# Aim of the task
Your task is to return the span of lines beginning at the one with "Where can the red stripe" and ending at the last line of the data, exactly as it stands.

# Record list
[BEGIN]

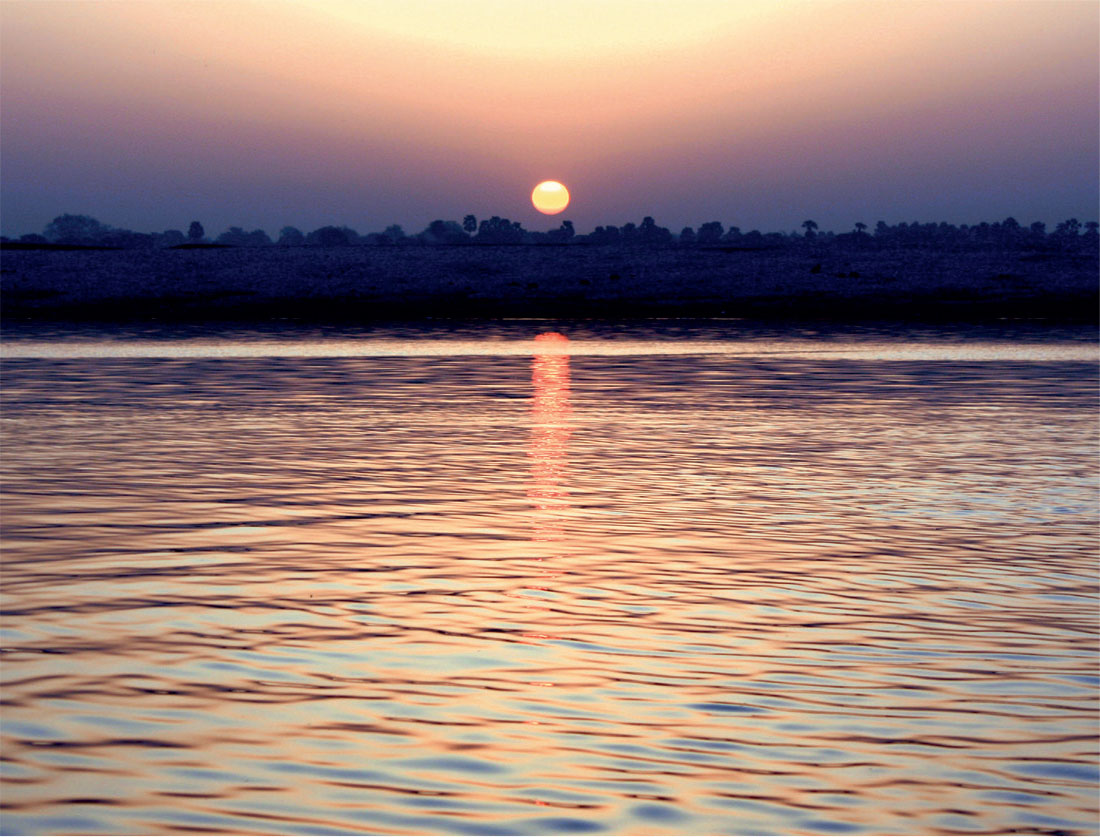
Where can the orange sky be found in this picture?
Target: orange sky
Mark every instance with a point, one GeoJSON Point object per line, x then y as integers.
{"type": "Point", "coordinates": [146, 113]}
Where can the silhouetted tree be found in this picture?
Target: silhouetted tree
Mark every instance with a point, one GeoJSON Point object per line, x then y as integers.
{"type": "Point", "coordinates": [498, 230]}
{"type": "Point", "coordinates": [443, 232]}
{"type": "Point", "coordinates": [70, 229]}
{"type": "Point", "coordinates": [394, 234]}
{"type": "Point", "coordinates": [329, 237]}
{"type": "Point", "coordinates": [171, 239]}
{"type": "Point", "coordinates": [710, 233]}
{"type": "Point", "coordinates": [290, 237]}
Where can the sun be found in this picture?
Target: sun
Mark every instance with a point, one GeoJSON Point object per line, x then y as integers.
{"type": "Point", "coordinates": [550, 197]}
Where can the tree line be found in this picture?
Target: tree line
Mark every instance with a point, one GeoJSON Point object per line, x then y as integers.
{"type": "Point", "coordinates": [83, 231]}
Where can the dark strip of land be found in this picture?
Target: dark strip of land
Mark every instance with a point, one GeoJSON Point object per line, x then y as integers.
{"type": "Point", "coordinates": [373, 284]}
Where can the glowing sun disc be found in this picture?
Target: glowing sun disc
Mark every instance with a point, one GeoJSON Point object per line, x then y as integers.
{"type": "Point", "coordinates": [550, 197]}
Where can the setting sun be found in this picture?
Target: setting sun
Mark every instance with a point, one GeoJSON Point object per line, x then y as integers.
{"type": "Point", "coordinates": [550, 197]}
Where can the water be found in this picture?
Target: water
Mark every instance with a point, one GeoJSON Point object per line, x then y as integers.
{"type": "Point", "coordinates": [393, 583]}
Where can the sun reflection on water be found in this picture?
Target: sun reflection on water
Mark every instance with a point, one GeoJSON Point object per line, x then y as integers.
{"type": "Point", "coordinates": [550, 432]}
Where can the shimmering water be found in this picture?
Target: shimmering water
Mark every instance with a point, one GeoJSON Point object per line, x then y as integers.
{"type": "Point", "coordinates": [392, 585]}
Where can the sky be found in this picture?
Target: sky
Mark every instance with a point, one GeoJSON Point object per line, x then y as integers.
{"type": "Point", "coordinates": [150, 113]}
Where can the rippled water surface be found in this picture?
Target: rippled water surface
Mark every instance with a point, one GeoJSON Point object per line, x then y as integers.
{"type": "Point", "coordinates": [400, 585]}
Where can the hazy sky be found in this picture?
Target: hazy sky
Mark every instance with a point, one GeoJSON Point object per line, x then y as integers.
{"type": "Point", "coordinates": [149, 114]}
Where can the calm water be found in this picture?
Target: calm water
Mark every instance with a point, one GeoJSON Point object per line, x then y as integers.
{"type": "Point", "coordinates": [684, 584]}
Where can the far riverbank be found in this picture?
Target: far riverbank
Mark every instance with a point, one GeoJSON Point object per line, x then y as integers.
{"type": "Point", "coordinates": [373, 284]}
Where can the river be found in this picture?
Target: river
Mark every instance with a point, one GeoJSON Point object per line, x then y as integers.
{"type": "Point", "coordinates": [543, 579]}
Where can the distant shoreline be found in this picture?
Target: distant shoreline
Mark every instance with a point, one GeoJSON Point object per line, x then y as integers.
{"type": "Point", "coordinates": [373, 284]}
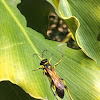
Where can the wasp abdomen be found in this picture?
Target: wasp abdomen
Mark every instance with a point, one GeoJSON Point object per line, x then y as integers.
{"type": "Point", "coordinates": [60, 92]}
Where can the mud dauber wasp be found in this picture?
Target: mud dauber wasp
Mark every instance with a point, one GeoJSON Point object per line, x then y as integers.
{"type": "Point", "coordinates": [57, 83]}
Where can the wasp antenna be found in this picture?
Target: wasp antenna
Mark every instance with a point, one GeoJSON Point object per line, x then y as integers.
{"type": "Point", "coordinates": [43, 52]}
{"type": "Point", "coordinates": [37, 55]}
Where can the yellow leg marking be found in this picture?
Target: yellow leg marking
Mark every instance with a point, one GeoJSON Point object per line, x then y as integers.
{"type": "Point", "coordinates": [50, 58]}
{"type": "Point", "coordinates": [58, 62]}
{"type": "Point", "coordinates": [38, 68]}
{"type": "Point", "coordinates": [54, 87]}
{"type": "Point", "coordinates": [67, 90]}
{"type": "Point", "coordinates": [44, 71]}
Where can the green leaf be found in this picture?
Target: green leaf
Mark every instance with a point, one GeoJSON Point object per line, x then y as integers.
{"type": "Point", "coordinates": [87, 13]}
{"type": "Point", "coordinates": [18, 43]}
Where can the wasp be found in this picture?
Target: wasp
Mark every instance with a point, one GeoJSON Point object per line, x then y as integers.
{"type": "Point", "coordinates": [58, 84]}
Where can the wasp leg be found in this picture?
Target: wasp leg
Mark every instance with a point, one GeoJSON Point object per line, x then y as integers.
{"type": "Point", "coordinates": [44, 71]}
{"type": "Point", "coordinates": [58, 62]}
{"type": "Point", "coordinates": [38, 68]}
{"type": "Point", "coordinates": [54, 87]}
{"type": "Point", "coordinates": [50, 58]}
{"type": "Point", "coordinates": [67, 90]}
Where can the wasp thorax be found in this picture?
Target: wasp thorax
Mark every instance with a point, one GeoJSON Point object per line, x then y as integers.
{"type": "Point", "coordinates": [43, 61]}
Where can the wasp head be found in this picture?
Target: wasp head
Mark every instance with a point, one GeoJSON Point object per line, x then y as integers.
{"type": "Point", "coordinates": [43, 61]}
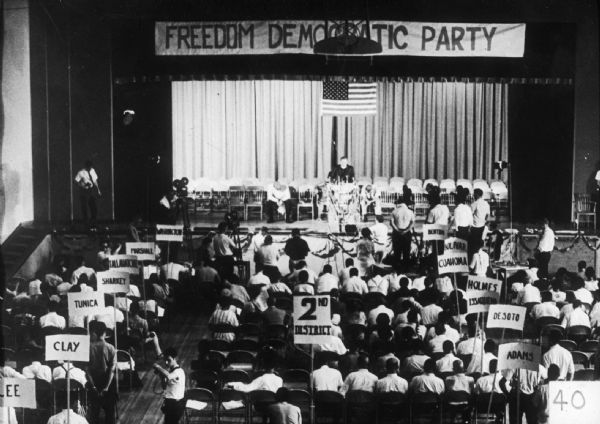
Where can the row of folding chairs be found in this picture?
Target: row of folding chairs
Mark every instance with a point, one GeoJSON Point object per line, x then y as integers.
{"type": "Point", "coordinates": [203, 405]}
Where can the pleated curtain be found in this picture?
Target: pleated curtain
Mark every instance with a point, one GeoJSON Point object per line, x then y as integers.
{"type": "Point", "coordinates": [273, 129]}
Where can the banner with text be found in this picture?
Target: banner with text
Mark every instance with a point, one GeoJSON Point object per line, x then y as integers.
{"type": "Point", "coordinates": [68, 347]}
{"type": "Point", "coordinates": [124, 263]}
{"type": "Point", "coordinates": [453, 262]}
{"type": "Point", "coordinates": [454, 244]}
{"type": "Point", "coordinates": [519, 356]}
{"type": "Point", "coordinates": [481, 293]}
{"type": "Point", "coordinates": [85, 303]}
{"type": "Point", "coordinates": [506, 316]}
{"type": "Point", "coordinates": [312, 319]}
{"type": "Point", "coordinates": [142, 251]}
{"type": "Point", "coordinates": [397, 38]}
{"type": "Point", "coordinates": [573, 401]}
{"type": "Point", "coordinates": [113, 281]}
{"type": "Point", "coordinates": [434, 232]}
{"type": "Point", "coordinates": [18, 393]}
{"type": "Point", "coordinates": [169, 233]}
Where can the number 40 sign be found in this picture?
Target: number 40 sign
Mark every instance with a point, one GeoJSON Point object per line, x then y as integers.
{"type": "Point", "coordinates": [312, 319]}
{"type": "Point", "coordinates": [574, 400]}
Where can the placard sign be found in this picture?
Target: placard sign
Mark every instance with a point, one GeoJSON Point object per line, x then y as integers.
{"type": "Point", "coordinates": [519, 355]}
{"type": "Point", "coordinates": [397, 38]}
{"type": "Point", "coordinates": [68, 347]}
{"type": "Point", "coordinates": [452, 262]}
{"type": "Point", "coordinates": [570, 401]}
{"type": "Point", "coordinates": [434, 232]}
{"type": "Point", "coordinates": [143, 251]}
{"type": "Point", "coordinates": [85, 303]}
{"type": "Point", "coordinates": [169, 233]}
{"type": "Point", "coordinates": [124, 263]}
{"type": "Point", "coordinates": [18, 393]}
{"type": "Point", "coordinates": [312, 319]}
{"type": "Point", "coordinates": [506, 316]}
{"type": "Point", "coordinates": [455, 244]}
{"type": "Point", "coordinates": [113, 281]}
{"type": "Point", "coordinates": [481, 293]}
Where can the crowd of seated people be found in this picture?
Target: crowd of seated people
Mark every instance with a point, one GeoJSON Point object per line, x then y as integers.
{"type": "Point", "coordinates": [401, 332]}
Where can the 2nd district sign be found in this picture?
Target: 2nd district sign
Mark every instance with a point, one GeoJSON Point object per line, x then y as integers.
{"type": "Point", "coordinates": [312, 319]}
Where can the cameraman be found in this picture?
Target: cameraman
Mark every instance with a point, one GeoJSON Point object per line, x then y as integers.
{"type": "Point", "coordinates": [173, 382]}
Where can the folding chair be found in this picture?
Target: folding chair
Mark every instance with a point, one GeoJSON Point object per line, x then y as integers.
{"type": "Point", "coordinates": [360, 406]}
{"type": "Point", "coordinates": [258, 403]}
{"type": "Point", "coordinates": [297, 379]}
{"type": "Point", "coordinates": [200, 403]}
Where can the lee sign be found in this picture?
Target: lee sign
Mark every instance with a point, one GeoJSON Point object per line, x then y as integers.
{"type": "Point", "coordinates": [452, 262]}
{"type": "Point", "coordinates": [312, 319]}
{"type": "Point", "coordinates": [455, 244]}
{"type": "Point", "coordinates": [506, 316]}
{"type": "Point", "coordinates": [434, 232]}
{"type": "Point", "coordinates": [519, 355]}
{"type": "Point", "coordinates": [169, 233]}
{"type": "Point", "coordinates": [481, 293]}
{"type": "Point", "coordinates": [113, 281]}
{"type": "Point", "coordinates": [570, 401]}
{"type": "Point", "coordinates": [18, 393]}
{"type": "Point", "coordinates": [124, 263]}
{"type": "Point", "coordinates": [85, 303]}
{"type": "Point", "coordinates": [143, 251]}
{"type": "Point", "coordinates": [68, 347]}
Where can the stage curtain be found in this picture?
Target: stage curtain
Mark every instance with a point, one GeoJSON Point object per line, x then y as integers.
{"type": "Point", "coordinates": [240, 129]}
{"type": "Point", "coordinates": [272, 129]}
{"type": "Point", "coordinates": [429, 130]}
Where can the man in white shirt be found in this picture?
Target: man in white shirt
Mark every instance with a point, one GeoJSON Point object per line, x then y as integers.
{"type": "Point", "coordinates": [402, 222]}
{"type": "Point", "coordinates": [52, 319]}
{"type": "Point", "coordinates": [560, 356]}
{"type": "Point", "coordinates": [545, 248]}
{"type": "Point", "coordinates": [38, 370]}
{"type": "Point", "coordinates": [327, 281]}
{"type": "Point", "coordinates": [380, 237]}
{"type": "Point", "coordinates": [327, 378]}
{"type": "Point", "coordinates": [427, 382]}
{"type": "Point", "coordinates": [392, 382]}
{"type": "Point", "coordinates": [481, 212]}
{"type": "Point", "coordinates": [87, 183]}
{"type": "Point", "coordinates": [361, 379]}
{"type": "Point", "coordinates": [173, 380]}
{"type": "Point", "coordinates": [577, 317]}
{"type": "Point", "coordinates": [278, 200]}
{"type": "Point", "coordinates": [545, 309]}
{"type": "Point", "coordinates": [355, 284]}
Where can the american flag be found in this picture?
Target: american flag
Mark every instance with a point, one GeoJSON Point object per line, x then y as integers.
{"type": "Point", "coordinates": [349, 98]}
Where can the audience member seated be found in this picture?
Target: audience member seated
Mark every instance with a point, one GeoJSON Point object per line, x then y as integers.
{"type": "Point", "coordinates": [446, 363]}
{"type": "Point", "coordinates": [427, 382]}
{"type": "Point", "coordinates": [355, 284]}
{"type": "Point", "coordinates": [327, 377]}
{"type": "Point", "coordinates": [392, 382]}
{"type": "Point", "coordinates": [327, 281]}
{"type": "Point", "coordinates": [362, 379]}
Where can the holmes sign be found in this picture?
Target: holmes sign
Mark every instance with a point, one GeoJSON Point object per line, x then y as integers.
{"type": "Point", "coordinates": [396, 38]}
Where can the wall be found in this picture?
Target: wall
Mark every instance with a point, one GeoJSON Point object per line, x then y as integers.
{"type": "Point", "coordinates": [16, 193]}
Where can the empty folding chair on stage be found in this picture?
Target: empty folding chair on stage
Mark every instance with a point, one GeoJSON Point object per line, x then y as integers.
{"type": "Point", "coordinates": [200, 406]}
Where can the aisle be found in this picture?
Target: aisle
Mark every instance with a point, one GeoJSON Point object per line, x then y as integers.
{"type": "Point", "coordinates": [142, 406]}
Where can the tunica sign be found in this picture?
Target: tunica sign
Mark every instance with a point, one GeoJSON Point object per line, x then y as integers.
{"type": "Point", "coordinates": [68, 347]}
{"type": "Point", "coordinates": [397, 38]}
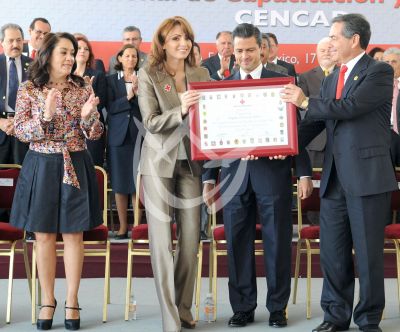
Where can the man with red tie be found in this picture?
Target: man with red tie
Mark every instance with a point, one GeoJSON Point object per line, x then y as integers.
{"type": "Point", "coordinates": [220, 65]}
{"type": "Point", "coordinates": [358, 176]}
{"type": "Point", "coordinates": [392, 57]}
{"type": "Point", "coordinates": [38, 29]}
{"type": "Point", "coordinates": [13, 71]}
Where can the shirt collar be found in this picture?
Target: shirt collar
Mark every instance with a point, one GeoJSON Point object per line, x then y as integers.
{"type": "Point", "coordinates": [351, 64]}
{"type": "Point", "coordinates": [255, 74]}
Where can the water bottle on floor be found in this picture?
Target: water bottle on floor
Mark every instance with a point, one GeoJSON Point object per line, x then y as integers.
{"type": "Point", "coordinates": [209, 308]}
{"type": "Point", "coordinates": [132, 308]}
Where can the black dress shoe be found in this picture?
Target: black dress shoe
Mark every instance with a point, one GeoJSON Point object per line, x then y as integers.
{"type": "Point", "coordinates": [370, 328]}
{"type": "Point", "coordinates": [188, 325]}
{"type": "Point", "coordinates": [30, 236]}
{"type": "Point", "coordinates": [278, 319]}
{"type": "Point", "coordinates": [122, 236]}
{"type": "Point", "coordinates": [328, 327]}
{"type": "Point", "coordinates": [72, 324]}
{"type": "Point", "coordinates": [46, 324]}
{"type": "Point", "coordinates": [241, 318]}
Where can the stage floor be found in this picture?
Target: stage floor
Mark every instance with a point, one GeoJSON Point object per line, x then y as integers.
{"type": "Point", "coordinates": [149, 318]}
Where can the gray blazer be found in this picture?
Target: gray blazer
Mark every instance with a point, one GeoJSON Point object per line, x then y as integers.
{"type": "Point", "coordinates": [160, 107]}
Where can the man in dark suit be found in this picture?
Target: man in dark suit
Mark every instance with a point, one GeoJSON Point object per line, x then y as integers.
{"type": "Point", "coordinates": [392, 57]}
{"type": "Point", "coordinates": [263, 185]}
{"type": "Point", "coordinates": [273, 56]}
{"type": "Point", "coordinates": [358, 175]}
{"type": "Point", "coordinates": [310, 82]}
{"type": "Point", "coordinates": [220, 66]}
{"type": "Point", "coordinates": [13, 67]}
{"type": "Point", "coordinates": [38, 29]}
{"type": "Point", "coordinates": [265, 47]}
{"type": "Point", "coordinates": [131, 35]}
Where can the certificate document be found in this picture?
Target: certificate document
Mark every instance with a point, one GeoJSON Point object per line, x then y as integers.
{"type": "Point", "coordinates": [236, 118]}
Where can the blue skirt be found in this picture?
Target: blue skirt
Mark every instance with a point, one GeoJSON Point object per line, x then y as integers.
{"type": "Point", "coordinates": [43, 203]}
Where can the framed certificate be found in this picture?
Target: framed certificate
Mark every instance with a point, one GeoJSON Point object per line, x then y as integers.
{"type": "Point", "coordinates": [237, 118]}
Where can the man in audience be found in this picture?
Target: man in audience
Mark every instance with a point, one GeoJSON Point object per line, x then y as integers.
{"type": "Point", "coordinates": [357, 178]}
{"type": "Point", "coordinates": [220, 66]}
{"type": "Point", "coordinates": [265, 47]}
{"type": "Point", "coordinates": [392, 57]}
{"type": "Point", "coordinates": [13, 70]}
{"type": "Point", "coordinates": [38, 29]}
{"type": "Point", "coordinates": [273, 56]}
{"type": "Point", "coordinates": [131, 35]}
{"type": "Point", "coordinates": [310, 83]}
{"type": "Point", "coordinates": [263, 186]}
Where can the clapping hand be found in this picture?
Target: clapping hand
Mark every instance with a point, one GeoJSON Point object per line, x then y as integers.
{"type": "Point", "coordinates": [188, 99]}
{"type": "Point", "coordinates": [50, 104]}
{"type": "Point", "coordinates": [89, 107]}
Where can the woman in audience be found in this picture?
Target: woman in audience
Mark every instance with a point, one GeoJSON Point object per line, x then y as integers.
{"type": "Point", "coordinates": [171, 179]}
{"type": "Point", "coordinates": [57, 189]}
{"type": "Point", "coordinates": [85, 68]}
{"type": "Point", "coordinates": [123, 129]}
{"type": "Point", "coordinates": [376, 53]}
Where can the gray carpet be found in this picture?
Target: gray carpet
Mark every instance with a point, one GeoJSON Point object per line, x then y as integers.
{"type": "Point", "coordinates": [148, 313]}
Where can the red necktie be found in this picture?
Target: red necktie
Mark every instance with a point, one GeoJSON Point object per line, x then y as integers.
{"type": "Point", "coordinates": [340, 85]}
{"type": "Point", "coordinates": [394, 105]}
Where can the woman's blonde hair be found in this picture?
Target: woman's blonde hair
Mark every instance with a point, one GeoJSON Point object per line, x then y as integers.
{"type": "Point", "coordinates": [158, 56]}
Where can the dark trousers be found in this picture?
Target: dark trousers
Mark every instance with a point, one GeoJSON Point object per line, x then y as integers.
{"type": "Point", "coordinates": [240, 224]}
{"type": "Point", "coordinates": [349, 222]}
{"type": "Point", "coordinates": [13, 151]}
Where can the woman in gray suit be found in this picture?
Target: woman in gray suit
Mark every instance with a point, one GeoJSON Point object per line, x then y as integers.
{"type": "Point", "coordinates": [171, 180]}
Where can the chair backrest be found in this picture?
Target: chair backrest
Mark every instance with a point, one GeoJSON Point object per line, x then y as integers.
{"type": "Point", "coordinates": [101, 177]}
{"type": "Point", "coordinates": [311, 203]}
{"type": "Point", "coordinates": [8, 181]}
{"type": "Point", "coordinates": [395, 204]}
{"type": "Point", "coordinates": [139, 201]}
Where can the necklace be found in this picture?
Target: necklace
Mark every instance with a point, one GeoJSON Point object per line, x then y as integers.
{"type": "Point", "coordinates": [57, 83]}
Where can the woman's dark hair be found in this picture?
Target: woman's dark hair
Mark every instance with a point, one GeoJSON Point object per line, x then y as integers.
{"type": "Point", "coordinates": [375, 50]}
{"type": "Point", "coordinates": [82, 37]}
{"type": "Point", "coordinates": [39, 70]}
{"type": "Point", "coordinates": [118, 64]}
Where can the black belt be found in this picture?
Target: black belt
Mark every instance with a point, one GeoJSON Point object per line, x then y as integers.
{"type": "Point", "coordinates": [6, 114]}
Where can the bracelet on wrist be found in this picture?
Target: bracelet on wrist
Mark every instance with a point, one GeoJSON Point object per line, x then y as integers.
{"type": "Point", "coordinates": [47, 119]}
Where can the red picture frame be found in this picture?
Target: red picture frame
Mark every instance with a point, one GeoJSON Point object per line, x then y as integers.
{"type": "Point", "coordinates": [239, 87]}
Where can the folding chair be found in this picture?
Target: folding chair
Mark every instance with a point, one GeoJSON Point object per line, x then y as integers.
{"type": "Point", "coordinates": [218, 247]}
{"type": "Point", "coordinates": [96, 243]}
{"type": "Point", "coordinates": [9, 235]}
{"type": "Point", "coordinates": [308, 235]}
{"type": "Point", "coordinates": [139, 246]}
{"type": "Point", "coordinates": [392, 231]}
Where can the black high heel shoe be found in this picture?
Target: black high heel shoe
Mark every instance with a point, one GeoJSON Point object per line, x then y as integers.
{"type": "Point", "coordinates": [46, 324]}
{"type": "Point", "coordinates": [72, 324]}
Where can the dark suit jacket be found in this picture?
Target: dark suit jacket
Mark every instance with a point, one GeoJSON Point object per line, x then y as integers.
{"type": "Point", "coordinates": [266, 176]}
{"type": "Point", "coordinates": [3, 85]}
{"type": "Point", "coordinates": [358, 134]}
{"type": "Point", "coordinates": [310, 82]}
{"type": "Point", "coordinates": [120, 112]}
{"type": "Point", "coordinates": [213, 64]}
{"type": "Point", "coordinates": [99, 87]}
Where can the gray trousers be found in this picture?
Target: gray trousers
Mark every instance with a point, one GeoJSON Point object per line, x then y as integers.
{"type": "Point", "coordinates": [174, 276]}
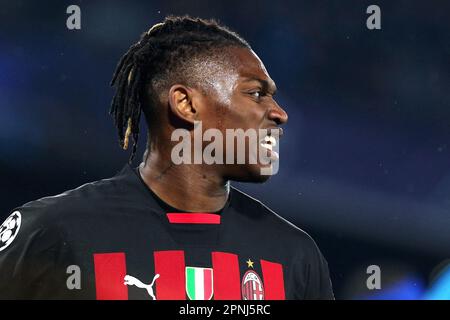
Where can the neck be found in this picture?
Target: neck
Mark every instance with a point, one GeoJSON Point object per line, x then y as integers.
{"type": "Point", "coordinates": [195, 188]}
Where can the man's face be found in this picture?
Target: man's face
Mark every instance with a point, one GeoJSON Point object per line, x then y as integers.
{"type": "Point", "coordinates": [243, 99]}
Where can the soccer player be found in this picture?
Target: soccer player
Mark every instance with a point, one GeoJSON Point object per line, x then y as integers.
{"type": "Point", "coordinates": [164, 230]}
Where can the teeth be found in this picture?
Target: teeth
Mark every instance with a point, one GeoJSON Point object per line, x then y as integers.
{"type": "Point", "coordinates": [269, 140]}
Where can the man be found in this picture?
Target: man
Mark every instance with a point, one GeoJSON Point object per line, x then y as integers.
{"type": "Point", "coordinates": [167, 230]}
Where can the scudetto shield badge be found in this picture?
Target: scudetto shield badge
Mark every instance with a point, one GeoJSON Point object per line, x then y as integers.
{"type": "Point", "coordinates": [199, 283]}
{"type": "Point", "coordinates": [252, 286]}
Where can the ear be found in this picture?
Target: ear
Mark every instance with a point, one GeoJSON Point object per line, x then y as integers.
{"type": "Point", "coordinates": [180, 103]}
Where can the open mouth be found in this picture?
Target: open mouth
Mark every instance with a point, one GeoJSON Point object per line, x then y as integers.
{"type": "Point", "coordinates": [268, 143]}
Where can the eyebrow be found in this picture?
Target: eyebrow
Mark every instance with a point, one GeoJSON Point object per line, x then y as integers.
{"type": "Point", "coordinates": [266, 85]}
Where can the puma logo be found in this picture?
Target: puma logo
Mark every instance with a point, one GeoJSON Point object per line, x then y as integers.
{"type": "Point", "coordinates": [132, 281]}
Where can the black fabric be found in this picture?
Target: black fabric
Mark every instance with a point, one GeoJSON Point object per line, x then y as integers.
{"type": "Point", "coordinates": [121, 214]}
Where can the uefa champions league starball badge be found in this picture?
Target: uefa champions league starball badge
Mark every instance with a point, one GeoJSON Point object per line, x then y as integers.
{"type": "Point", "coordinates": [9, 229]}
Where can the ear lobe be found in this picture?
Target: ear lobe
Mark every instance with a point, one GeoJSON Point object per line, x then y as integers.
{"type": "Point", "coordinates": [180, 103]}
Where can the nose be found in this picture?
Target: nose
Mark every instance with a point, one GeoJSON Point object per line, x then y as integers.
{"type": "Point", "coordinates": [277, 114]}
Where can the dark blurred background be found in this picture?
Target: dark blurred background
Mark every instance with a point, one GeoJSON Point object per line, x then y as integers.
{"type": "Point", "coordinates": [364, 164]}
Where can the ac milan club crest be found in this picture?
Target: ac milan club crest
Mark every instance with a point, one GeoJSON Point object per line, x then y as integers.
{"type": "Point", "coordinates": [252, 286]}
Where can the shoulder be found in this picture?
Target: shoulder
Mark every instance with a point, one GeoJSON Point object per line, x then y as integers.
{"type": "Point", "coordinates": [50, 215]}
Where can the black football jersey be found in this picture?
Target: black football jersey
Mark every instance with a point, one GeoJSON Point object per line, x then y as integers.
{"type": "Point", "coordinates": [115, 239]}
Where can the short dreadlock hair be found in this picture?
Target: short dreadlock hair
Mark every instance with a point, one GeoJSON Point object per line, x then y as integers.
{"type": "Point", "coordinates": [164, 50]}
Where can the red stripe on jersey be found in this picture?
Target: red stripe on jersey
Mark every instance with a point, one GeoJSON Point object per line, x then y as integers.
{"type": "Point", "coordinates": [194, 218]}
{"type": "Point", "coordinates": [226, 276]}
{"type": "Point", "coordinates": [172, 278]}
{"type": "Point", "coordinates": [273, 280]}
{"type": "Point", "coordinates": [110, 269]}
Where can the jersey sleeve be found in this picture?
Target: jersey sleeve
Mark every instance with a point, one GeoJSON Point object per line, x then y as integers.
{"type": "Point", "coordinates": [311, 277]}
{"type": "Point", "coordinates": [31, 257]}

[END]

# Task output
Where can the red stripe on jersey be found in this picture?
Target: red stripe on jersey
Mark every instance with a point, one GeoJSON Point object per line, x then y as integers.
{"type": "Point", "coordinates": [194, 218]}
{"type": "Point", "coordinates": [226, 276]}
{"type": "Point", "coordinates": [172, 278]}
{"type": "Point", "coordinates": [273, 280]}
{"type": "Point", "coordinates": [110, 269]}
Where can the jersey sleeve be found in this picture?
Target: jersey sleeve
Mark every instance with a point, one GeoJSON Point object per line, x then y as integers.
{"type": "Point", "coordinates": [311, 277]}
{"type": "Point", "coordinates": [31, 257]}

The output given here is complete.